GIVEN ENTRIES
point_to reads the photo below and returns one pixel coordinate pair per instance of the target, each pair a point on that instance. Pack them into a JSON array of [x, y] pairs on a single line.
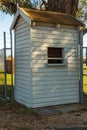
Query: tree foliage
[[10, 6], [82, 10]]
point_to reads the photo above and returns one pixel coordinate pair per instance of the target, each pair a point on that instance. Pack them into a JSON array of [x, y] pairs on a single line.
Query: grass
[[9, 88], [85, 79]]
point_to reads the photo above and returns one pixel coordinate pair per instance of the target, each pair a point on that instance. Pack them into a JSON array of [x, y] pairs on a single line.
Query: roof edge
[[22, 13]]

TO DO
Render the lines above as a numbered list, omitting blank lines and the pictures.

RESULT FOR THIS TASK
1. point_to reads the photo below and returns one pixel coordinate pair per instance of the target, each pair a point on that instance. Pack them into a JSON array of [x, y] pairs on a single line.
2. Query: tree foliage
3. [[10, 6], [82, 10]]
4. point_to reads the photo above and returns one pixel coordinate pair per instance of the target, each pair a point on that instance. Pack them into a JSON array of [x, y] pairs on a single line.
5. Query: grass
6. [[9, 88], [85, 79]]
7. point_to reads the photo above and returns one pixel coordinate pair per instance of the target, each pair a point on that instance. Pack them into a JSON array of [x, y] pairs on a single line.
8. Query: roof edge
9. [[22, 13]]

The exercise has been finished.